THE PROBLEM »
Lay out the lines below, from the first one up to and including the line with "0,120,483,326", as a Markdown table with a Row column numbering each row and a Line column holding the line. Leave out blank lines and the pictures.

LISTED ENTRIES »
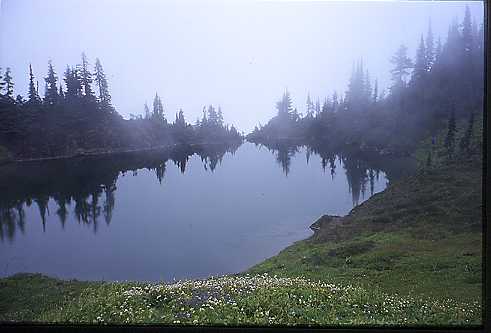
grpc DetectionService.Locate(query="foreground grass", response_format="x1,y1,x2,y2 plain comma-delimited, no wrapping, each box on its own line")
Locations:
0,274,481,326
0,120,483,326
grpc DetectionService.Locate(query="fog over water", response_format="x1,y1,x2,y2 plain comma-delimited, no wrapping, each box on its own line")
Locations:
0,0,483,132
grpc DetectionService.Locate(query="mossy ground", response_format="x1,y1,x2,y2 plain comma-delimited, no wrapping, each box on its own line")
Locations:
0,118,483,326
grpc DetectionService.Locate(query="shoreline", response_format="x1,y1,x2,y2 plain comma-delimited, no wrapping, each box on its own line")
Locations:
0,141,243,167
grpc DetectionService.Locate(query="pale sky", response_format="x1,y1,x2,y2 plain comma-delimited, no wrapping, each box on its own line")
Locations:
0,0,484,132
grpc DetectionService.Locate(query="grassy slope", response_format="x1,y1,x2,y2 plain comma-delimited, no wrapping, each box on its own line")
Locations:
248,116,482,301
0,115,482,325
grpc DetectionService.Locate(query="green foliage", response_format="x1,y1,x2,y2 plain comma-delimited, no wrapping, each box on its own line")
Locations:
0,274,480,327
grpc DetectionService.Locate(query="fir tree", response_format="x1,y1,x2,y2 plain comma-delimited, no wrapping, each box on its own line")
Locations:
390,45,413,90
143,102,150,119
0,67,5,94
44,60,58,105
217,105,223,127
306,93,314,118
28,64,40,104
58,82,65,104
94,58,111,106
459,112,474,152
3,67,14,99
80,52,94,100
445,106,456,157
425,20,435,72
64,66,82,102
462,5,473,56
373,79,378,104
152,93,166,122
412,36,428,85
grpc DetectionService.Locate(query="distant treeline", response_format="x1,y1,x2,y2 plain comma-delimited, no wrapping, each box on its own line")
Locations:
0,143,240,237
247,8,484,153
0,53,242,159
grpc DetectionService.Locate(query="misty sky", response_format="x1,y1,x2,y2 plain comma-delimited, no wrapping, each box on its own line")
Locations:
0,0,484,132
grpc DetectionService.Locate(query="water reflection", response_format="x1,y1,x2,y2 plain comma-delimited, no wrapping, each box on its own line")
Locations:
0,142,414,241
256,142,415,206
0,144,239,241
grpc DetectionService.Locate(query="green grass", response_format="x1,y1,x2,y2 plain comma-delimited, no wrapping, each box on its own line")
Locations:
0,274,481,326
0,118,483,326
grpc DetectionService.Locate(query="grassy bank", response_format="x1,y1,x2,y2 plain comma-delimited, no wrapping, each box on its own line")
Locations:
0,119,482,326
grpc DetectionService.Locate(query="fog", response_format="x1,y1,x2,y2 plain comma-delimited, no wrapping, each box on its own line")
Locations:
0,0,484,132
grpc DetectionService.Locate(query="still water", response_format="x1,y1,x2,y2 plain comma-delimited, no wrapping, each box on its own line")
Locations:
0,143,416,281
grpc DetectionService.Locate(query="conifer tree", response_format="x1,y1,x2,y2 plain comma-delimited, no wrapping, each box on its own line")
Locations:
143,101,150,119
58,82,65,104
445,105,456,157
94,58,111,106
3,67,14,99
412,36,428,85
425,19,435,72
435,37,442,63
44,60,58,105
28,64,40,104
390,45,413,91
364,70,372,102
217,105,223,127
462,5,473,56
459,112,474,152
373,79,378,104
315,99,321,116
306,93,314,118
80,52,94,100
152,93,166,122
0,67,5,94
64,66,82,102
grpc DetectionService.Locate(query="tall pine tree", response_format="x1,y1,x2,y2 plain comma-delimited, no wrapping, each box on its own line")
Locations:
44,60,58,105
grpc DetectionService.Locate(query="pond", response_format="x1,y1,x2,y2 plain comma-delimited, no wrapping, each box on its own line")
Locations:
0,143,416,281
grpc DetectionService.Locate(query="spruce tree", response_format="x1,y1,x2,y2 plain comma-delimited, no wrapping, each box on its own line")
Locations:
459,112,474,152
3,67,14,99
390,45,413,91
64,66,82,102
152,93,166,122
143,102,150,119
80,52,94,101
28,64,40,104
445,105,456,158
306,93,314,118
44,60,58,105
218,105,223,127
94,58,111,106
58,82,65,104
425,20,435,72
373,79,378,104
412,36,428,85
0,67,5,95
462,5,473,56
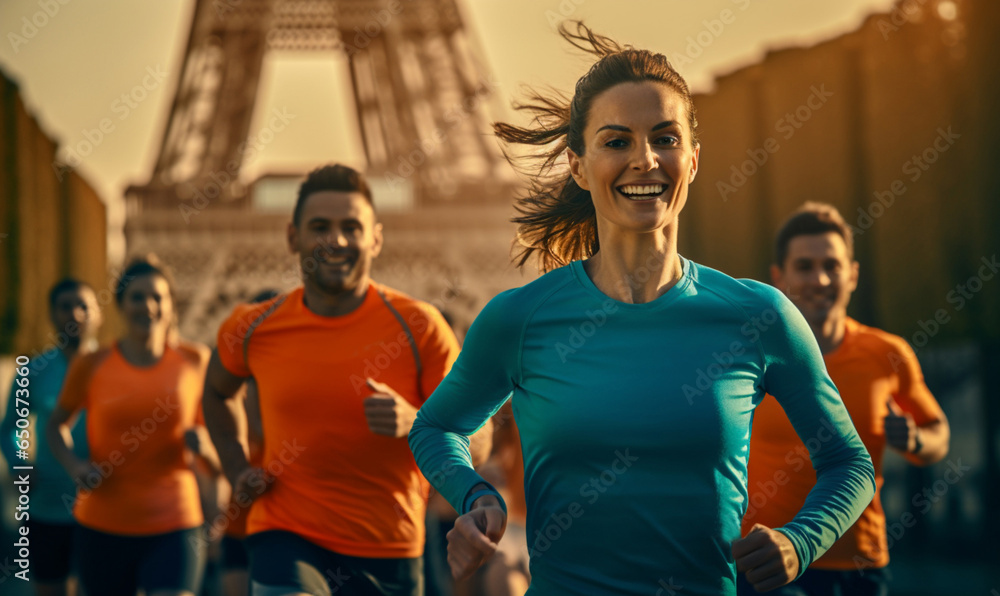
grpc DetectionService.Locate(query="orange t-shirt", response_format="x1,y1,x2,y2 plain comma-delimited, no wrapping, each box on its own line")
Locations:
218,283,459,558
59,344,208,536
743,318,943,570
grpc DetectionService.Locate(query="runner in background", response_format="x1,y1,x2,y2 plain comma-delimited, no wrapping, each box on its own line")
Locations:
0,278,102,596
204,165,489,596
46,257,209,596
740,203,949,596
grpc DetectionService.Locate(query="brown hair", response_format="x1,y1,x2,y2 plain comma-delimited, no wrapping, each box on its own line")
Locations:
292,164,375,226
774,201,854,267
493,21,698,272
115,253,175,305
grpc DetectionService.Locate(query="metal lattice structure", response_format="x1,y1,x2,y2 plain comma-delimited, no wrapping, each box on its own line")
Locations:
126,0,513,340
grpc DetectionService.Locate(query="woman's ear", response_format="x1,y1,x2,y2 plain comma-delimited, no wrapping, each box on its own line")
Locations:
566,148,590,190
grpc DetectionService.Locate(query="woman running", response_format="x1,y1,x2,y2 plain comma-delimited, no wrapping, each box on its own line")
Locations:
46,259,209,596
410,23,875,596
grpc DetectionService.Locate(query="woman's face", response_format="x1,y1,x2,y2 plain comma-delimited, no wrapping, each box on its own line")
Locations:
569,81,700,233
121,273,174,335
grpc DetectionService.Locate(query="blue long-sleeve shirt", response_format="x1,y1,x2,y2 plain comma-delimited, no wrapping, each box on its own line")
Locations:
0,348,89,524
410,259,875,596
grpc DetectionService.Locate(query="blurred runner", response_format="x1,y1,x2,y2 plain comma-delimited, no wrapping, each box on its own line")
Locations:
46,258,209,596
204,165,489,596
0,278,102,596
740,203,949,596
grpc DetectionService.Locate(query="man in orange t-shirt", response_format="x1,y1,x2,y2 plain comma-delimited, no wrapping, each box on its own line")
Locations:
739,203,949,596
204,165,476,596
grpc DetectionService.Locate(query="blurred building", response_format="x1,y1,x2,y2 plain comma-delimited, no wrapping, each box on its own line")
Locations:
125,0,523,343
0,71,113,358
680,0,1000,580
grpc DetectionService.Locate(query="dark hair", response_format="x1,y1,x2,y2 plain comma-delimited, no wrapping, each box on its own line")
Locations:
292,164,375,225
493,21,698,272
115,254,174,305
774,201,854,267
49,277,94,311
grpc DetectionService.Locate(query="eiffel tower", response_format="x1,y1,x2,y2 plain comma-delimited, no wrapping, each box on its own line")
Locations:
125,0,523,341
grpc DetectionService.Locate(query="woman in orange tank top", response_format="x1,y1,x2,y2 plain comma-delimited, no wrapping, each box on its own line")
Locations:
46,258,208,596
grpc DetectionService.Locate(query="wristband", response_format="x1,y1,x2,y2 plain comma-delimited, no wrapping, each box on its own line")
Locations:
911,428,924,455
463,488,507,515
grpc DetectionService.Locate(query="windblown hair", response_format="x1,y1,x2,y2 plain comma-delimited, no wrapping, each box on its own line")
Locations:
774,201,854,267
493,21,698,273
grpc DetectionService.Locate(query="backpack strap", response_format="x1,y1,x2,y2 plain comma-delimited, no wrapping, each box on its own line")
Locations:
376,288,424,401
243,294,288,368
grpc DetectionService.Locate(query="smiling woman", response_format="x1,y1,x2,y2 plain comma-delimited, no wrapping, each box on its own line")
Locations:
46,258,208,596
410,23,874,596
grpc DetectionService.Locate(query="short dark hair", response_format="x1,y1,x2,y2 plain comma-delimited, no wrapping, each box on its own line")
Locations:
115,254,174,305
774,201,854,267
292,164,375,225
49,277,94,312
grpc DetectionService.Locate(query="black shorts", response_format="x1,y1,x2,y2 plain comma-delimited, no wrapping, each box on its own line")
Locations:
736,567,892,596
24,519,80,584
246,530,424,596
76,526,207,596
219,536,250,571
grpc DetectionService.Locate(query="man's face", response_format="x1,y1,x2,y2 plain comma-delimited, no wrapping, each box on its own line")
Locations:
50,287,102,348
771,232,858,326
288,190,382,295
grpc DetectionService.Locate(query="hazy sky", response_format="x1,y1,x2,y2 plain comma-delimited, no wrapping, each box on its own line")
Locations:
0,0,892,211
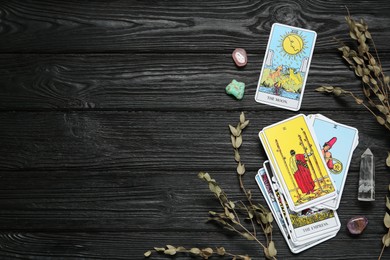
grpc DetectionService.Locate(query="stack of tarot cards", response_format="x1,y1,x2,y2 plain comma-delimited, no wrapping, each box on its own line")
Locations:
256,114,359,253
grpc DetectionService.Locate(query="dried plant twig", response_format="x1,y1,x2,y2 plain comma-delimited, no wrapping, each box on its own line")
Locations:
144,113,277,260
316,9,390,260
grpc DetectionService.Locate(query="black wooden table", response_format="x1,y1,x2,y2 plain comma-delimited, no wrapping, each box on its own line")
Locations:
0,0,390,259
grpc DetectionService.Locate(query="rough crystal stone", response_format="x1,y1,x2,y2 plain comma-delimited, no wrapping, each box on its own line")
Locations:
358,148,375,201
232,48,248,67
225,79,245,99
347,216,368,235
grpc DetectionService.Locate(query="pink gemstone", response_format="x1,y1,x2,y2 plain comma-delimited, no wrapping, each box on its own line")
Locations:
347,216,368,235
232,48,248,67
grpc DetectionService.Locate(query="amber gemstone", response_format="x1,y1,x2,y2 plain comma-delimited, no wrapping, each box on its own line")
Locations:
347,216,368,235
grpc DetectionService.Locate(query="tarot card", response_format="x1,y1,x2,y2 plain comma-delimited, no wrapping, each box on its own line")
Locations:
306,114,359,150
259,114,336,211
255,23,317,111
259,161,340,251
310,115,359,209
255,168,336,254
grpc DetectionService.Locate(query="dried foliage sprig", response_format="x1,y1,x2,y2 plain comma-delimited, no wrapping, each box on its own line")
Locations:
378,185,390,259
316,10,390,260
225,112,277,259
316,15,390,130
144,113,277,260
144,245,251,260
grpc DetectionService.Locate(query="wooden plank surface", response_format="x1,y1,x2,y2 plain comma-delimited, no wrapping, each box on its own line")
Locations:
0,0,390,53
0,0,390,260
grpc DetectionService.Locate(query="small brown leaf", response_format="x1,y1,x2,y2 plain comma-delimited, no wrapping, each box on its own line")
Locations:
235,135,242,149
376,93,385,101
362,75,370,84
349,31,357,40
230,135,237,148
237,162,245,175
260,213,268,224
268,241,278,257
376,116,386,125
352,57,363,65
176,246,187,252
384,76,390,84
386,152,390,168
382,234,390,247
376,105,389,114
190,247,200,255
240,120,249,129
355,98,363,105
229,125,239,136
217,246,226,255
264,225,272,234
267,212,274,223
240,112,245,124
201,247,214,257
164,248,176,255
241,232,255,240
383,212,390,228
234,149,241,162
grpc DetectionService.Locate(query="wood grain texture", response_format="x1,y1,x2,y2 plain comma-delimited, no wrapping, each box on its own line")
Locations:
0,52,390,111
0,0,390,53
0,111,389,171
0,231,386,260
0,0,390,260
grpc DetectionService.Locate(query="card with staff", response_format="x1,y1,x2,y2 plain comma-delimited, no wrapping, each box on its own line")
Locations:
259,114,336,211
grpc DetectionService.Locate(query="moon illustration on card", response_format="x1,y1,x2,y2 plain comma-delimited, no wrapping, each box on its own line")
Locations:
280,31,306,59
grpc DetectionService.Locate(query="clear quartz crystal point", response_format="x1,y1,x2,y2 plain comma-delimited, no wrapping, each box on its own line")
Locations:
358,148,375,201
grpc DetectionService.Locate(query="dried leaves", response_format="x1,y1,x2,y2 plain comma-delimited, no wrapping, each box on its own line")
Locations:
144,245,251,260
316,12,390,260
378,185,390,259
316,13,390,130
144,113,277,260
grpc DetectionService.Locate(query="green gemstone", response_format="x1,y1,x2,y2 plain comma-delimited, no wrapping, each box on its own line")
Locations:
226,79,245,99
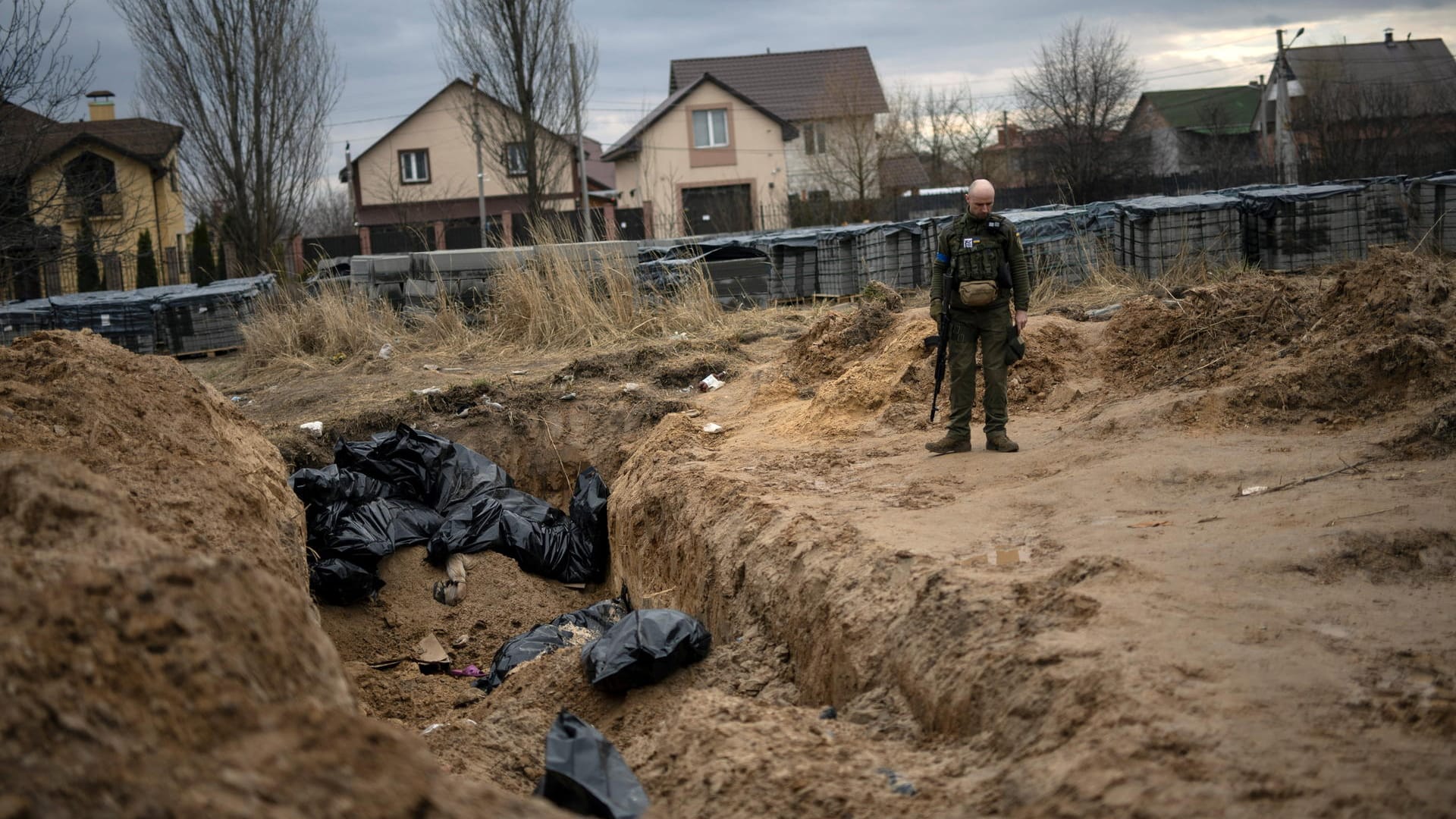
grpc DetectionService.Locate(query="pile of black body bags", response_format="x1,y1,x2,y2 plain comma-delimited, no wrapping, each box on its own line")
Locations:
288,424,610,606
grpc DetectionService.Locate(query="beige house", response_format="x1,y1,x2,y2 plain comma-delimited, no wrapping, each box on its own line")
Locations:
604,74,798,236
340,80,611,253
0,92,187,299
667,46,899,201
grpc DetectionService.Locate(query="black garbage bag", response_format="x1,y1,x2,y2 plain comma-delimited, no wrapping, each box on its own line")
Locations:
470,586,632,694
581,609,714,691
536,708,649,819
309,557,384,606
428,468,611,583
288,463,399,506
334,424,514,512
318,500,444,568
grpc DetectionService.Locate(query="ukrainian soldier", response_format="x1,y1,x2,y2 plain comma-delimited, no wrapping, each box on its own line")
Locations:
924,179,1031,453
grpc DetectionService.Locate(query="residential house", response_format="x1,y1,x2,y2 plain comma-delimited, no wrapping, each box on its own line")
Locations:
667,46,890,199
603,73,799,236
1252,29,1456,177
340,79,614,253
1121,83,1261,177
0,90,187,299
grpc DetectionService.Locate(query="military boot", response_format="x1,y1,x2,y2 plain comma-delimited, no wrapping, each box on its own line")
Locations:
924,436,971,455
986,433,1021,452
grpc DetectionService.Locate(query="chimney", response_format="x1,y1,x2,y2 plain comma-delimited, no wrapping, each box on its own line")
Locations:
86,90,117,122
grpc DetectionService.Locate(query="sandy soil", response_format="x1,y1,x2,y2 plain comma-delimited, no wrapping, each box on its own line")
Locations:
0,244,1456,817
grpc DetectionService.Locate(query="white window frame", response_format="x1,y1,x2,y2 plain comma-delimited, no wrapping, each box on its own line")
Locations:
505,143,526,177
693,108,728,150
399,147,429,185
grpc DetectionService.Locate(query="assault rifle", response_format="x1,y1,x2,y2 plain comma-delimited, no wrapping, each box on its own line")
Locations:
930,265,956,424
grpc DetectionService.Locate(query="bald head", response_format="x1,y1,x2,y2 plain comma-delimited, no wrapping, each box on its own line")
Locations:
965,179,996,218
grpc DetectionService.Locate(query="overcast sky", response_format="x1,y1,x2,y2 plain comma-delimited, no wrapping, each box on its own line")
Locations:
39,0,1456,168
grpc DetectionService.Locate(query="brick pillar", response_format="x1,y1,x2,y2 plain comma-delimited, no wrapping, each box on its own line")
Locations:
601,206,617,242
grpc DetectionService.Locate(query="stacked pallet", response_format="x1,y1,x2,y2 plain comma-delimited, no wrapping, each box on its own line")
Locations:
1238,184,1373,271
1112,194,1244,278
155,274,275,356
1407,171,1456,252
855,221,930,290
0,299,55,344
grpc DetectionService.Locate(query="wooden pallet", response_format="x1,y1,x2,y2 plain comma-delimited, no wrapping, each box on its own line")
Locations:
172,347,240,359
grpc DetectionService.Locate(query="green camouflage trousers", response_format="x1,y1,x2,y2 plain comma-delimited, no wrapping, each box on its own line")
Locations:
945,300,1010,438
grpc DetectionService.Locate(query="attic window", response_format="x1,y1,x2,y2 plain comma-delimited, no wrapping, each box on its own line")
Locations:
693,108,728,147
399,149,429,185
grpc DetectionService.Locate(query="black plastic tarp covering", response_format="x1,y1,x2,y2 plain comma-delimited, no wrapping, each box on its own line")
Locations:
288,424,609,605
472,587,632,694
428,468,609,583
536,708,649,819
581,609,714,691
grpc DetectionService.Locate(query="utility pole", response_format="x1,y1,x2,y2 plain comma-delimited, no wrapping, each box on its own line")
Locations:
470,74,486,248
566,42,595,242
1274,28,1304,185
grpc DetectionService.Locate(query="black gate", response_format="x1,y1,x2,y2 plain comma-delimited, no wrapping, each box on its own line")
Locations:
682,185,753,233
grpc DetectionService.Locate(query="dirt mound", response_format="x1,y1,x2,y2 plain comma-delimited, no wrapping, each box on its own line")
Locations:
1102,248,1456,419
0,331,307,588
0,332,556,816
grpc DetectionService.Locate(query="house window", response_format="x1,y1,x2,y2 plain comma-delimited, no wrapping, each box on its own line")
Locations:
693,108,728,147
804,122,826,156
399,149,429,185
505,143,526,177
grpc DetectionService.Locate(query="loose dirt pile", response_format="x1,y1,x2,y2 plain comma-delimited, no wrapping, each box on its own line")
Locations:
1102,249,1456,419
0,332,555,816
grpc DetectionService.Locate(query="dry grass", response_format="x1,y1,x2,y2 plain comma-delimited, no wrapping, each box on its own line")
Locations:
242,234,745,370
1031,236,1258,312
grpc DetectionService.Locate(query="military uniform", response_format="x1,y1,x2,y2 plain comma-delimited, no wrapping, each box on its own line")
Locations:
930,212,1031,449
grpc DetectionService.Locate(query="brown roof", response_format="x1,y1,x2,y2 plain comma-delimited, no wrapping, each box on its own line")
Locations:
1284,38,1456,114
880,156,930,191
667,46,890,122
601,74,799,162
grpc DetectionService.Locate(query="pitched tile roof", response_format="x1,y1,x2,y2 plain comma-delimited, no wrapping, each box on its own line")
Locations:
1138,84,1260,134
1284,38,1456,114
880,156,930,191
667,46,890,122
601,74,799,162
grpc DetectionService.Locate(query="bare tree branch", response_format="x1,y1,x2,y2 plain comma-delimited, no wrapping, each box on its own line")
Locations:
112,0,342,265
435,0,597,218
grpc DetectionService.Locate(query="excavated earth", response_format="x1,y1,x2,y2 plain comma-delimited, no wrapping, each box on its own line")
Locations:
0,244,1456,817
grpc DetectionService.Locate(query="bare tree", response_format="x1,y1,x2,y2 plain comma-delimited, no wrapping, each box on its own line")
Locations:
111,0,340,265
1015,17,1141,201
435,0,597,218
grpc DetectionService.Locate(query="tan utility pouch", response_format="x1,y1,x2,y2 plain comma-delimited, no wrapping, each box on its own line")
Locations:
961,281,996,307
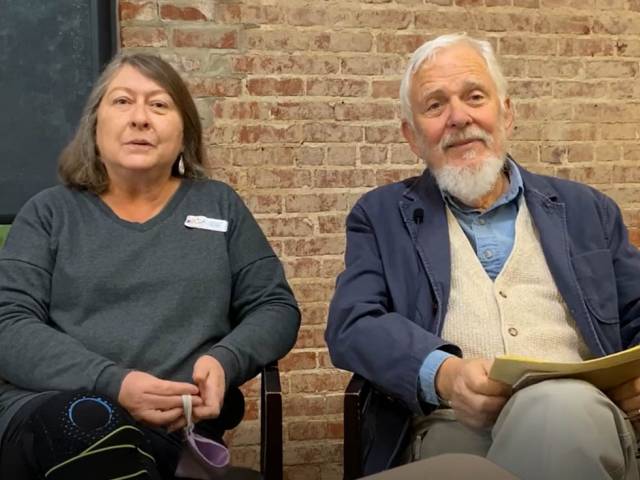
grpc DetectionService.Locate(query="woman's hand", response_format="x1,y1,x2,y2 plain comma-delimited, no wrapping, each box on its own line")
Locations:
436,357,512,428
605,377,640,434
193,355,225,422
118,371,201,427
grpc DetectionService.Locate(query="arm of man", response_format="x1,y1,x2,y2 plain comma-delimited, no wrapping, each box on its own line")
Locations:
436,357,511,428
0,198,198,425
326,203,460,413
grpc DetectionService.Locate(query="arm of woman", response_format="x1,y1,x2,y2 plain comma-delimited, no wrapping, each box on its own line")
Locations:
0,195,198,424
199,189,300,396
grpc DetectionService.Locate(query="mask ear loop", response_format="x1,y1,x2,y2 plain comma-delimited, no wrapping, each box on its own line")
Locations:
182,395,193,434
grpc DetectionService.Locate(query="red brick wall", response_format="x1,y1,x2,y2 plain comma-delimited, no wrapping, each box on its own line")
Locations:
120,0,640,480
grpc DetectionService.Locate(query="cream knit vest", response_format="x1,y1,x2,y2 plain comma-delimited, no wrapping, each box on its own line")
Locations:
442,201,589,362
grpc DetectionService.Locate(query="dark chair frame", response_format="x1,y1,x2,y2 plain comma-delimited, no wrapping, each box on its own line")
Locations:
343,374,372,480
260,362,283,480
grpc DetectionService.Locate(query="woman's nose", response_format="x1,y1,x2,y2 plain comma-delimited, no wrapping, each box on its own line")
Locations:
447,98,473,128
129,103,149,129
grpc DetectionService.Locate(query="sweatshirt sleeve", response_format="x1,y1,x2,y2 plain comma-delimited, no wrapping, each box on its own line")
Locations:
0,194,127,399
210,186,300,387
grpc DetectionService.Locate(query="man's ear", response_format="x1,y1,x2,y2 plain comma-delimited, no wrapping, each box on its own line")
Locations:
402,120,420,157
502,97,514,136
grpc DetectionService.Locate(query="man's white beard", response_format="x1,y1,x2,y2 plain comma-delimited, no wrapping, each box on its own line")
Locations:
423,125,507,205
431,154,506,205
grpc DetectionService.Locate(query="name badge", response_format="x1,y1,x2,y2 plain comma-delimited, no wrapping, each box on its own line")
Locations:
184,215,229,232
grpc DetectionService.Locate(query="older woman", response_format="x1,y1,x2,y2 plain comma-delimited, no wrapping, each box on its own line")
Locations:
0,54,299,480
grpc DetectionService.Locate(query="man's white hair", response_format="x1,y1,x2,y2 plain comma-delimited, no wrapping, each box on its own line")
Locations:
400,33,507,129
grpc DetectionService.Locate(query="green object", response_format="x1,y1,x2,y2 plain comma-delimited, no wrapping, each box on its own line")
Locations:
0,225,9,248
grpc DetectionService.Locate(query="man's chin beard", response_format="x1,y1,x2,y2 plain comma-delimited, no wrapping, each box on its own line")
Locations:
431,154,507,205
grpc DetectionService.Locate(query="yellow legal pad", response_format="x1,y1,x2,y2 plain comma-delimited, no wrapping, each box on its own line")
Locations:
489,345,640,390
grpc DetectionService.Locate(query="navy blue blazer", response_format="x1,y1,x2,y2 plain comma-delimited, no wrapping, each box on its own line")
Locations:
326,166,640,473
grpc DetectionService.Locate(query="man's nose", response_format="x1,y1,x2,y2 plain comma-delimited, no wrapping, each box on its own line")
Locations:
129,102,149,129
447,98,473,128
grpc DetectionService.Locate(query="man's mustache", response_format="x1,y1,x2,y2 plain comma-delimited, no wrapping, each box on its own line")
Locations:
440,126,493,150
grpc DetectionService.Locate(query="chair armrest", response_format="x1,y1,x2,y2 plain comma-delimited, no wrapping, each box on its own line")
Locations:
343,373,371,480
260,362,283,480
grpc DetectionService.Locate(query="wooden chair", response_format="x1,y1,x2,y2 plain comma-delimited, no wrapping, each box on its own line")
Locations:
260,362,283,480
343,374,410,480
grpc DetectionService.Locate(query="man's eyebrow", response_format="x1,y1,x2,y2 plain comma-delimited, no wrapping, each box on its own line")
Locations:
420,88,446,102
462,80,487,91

RESPONSE »
| Row | Line |
|---|---|
| 1 | grpc DetectionService.Locate(query="foreground grass", response_format="x1,y1,x2,y2 plain comma-delimited, no wrapping, each box on its own line") |
| 2 | Locations: |
| 3 | 0,274,481,326 |
| 4 | 0,120,483,326 |